▶ _Ejercicios propuestos_:
1. Según el texto sobre la regulación de la abogacía en Chile, ¿qué norma eliminó en 1981 la afiliación obligatoria al Colegio de Abogados?
2. Transcribe sin cambios el fragmento del texto sobre la regulación de la abogacía en Chile que va de "La resolución de" a "de extrema vulnerabilidad.", ambos incluidos.

▶ _Texto de análisis_:
El caso de la CAJ no es un hecho aislado, sino el síntoma más visible de una enfermedad crónica. La inacción institucional se conecta directamente con casos de mala praxis que han saltado a la palestra pública. A principios de junio, el abogado Claudio Cofré, defensor de miembros del Tren de Aragua, fue suspendido por un tribunal tras ausentarse de audiencias clave, dejando a sus representados en indefensión. Si bien el sistema judicial posee herramientas para sancionar estas conductas, su acción es reactiva y limitada al contexto de un juicio.
Este vacío regulatorio tiene un origen histórico preciso. En 1981, el Decreto Ley 3.621 eliminó la afiliación obligatoria al Colegio de Abogados y sus facultades para supervisar la ética profesional a nivel nacional. Desde entonces, Chile se convirtió en una anomalía en la región, un país sin un órgano centralizado y autónomo que establezca estándares, investigue denuncias y aplique sanciones a sus abogados. La responsabilidad quedó diluida entre las universidades, que forman; la Corte Suprema, que otorga el título; y los tribunales, que sancionan a posteriori.
La resolución de la CAJ, cuya negligencia data precisamente desde 1981, funciona como un eco tardío de esa decisión política, demostrando cómo el desmantelamiento de una estructura de control gremial derivó en un desorden administrativo que se prolongó por más de cuatro décadas.
El destape de esta falla ha reactivado con fuerza un debate largamente postergado. Por un lado, voces influyentes del mundo académico y judicial argumentan que la situación es insostenible. Sostienen que un Colegio de Abogados con facultades plenas y afiliación obligatoria es indispensable para proteger a la ciudadanía de la negligencia y el abuso, garantizando un estándar mínimo de calidad y ética. Para este sector, la autorregulación es una ficción que ha demostrado su fracaso, dejando al ciudadano común en una posición de extrema vulnerabilidad.
En la vereda opuesta, persisten los temores a que una colegiatura obligatoria derive en un gremio corporativista, que proteja a sus miembros en lugar de fiscalizarlos, que limite la competencia y que, en última instancia, encarezca y dificulte el acceso a la justicia. Quienes defienden esta postura proponen fortalecer las facultades de los tribunales y de la Corte Suprema, manteniendo el control dentro de la esfera del Poder Judicial y evitando la creación de lo que consideran un poder gremial paralelo.

[Registros del conjunto de datos]
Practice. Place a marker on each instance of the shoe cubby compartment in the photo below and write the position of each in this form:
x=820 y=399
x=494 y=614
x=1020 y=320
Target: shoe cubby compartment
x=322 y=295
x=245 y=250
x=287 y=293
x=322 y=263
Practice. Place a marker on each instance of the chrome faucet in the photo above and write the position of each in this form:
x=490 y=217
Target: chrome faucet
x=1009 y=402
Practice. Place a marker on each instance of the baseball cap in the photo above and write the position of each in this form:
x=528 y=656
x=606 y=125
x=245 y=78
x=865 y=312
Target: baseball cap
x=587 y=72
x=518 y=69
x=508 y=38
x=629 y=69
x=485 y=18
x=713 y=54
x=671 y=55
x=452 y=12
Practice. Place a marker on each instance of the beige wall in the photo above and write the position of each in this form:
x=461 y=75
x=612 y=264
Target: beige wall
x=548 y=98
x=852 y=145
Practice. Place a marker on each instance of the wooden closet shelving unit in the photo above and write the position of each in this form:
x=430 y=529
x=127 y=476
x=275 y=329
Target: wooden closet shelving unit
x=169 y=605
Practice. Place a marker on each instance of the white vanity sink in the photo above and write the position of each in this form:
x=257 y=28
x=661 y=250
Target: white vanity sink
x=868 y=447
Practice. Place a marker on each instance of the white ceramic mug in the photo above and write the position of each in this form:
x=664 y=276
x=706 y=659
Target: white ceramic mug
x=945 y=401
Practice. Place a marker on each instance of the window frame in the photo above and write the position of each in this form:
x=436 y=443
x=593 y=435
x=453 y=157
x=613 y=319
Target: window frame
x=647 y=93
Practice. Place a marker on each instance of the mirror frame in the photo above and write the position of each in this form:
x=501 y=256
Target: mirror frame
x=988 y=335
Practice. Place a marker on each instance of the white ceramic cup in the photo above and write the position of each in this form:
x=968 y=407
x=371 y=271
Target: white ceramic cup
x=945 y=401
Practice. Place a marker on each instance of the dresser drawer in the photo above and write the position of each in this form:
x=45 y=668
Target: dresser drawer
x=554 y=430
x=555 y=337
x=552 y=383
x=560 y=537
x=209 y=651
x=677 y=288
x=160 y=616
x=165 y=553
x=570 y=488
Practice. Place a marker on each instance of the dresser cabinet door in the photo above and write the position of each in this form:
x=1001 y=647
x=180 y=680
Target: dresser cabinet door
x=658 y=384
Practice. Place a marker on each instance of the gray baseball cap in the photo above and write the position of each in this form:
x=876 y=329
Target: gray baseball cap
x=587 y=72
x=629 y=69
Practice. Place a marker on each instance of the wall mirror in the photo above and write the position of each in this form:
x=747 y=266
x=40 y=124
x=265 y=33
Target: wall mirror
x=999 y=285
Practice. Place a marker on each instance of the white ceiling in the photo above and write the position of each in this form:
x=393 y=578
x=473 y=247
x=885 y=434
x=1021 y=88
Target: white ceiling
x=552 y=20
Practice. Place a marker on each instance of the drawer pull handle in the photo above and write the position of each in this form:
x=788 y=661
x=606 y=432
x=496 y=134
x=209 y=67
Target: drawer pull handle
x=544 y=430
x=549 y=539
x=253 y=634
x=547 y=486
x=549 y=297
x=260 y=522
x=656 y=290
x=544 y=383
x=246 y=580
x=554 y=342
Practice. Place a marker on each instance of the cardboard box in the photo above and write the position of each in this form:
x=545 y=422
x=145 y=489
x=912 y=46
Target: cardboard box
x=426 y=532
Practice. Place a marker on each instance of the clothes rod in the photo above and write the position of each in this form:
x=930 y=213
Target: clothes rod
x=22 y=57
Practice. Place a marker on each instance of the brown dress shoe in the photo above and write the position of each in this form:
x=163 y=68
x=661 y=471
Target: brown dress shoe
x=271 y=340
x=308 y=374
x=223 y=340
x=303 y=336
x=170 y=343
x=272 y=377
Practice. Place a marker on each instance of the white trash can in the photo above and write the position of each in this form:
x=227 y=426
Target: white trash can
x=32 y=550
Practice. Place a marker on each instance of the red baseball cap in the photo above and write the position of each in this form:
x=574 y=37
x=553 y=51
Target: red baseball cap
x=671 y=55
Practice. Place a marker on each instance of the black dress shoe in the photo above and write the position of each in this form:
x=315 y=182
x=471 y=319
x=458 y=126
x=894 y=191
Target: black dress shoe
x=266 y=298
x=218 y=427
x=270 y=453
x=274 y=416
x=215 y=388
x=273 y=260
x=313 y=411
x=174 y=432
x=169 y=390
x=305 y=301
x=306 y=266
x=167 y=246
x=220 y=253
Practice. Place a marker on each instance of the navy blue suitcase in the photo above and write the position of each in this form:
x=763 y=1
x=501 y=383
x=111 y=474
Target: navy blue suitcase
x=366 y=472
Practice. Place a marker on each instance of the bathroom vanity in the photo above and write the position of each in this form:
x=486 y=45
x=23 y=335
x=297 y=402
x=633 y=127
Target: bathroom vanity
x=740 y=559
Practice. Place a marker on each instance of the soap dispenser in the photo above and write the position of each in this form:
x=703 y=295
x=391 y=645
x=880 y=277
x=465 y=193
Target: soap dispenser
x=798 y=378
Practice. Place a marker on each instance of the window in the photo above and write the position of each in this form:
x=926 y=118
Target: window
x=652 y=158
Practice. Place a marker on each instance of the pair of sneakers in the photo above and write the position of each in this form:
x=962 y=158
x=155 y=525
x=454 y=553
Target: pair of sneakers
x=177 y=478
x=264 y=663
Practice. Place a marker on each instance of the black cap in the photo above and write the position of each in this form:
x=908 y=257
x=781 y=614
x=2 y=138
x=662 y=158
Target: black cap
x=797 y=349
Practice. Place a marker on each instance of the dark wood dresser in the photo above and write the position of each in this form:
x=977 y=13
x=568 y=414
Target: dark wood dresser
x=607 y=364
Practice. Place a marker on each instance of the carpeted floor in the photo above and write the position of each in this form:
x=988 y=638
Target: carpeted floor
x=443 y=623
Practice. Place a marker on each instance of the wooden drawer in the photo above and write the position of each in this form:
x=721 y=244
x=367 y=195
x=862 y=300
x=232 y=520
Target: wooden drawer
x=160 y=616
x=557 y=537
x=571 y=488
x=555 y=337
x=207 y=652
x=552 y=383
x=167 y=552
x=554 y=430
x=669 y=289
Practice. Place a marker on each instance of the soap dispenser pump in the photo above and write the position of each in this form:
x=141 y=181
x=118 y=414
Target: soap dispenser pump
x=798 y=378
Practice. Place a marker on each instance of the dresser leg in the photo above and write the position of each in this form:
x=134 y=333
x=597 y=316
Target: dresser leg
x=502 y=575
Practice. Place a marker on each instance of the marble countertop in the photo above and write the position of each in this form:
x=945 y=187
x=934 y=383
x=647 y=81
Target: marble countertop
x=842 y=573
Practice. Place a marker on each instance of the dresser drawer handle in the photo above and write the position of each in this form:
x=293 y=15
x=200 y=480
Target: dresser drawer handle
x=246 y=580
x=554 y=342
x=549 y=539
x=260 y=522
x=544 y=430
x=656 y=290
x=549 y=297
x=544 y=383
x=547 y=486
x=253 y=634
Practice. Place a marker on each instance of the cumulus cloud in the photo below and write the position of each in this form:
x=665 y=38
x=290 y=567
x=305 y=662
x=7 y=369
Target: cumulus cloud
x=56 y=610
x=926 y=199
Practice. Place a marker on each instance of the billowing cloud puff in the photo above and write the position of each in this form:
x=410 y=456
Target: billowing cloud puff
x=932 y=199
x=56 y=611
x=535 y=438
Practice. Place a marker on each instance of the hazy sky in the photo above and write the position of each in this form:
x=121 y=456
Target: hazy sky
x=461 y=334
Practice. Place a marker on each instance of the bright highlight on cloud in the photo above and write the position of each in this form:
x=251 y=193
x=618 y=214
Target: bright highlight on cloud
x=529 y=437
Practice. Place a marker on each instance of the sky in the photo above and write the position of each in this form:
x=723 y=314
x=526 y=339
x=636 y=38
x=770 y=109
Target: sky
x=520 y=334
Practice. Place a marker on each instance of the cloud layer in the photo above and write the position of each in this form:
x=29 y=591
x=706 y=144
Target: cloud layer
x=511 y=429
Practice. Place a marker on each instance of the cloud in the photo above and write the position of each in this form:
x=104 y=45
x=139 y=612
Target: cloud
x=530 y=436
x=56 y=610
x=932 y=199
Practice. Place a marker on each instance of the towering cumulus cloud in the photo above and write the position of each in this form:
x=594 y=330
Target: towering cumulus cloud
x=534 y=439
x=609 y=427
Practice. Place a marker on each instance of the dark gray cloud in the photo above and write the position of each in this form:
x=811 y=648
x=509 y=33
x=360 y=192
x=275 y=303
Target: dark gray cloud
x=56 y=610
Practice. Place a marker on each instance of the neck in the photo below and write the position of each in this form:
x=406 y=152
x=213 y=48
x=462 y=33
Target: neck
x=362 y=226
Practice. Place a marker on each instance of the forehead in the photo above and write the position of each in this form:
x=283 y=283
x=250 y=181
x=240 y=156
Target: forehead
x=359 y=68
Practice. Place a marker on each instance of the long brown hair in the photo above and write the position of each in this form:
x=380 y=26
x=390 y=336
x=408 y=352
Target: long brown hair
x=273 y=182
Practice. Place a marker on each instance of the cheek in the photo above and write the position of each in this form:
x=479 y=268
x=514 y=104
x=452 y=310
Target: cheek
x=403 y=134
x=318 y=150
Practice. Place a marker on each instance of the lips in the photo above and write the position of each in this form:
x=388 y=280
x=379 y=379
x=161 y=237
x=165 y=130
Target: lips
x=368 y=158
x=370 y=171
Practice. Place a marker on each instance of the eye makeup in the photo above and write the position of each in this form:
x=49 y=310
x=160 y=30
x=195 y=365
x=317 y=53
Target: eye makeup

▶ _Soluciones_:
1. El Decreto Ley 3.621.

2.
La resolución de la CAJ, cuya negligencia data precisamente desde 1981, funciona como un eco tardío de esa decisión política, demostrando cómo el desmantelamiento de una estructura de control gremial derivó en un desorden administrativo que se prolongó por más de cuatro décadas.
El destape de esta falla ha reactivado con fuerza un debate largamente postergado. Por un lado, voces influyentes del mundo académico y judicial argumentan que la situación es insostenible. Sostienen que un Colegio de Abogados con facultades plenas y afiliación obligatoria es indispensable para proteger a la ciudadanía de la negligencia y el abuso, garantizando un estándar mínimo de calidad y ética. Para este sector, la autorregulación es una ficción que ha demostrado su fracaso, dejando al ciudadano común en una posición de extrema vulnerabilidad.